After nearly five years of planning, the Mary Duke Biddle Trent Semans Center for Health Education officially opened for classes on January 2, quickly becoming the heart of Duke’s newly transformed medical campus.
“This facility brings together faculty and health learners from across the School of Medicine and the University,” says Stacey McCorison, Associate Dean for Medical Education Administration. “Its design spares no detail in the creation of an academic atmosphere that puts medical innovation front and center.”
The eagerly anticipated 104,000-squarefoot, glass and stone building cost approximately $53 million, which was largely made possible by generous donors and The Duke Endowment, who named the center in honor of University friend and benefactor Mary Duke Biddle Trent Semans. Semans, who died on January 25, 2012 at the age of 91, had deep roots with the University. Her grandfather, Benjamin Newton Duke, his brother, James B. Duke, and their father, Washington Duke, were the chief benefactors of Trinity College, which later became Duke University. In 1924, James B. Duke established The Duke Endowment, one of the largest private foundations in the country. Semans was a trustee of The Duke Endowment for 55 years and served as its first female chairman from 1982-2001.

Collected data ->

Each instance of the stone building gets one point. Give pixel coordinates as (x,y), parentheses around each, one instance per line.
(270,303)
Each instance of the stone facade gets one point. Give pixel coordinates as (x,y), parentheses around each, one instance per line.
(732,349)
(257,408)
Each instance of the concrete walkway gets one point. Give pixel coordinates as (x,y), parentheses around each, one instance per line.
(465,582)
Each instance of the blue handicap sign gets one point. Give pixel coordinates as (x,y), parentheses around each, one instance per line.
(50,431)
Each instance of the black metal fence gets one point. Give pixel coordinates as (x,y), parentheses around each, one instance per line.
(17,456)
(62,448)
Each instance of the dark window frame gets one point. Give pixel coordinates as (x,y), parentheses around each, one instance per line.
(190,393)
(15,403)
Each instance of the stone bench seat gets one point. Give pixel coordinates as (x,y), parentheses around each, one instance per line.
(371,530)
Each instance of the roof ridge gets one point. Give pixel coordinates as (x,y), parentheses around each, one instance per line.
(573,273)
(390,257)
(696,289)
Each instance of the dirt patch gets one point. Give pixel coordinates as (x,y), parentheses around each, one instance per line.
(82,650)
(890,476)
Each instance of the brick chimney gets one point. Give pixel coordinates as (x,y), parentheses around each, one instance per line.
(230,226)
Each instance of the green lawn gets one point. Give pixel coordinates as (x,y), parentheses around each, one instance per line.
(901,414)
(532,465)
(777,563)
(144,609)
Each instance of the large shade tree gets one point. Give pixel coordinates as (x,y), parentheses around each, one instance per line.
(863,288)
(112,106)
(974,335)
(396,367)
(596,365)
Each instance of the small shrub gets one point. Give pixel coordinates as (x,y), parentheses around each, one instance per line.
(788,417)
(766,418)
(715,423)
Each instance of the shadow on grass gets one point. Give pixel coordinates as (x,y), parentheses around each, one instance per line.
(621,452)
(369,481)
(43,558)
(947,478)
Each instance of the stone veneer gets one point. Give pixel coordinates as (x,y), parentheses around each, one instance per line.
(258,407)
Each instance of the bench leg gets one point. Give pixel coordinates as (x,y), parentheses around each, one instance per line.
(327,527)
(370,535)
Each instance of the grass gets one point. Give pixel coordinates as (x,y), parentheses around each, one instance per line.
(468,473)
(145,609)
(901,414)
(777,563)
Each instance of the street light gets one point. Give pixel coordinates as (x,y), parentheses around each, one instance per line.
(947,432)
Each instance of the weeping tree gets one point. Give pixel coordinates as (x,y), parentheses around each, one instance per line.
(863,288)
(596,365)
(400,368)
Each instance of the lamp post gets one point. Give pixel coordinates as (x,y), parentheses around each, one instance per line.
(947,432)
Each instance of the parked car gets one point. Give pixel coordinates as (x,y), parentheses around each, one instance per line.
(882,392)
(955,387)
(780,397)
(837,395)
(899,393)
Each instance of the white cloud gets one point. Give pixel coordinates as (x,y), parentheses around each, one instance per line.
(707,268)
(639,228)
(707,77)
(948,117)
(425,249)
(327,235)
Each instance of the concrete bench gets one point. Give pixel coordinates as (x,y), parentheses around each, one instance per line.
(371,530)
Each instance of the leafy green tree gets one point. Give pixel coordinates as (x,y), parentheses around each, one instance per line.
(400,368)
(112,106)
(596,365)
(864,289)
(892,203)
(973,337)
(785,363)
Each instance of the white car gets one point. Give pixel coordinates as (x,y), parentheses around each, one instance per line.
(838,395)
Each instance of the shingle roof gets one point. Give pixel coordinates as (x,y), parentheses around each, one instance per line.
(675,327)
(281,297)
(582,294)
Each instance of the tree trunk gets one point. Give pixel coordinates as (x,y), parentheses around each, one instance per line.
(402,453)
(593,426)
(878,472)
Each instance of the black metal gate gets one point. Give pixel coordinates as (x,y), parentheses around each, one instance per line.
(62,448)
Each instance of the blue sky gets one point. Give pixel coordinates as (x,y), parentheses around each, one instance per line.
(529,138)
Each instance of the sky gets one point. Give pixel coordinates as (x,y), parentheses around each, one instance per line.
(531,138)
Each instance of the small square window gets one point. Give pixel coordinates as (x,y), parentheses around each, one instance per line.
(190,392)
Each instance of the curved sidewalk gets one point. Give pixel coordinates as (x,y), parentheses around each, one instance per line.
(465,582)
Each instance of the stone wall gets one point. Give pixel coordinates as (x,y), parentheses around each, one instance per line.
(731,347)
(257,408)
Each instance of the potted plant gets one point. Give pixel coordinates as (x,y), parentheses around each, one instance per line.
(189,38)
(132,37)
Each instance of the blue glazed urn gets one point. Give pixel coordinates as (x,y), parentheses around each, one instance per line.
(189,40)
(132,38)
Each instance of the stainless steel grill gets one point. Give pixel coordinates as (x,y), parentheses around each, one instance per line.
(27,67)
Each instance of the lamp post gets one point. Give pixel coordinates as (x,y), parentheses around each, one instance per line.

Tasks to perform ->
1. Output the section of the passage on the Semans Center for Health Education, starting at "The eagerly anticipated" and ending at "chairman from 1982-2001.", copied word for word.
2. Finish out the next part of the passage on the Semans Center for Health Education, picking up right after its final sentence.

Task-by-task outputs ->
1.
The eagerly anticipated 104,000-squarefoot, glass and stone building cost approximately $53 million, which was largely made possible by generous donors and The Duke Endowment, who named the center in honor of University friend and benefactor Mary Duke Biddle Trent Semans. Semans, who died on January 25, 2012 at the age of 91, had deep roots with the University. Her grandfather, Benjamin Newton Duke, his brother, James B. Duke, and their father, Washington Duke, were the chief benefactors of Trinity College, which later became Duke University. In 1924, James B. Duke established The Duke Endowment, one of the largest private foundations in the country. Semans was a trustee of The Duke Endowment for 55 years and served as its first female chairman from 1982-2001.

2.
“Mary Semans’ unwavering support for the school’s missions of research, education and patient care was always a source of inspiration to our faculty and students,” says Nancy C. Andrews, M.D., Ph.D., dean of the Duke University School of Medicine. “It is fitting that Duke Medicine’s new home for health education be named in her honor so that her legacy will be a constant reminder, now and in the future.”
There is state-of-the-art technology throughout the facility and most prominent in the fifth-floor, medical and surgical simulation suites. The second floor’s impressive Learning Hall features moveable tables and chairs to facilitate large and small team-based learning programs. Conference rooms, classroom and lab space can also accommodate various sized groups. The Great Hall, on the ground floor, will seat up to 440 for large School events.
“The new building offers a wide variety of spaces that brings health professions learners together so that they can realize practical benefits from communicating and learning from each other,” said Edward G. Buckley, M.D., Vice Dean of Medical Education. “The center hopefully will serve as a resource for medical, physician assistant and physical therapy students, as well as alumni and faculty and other life-long learners.”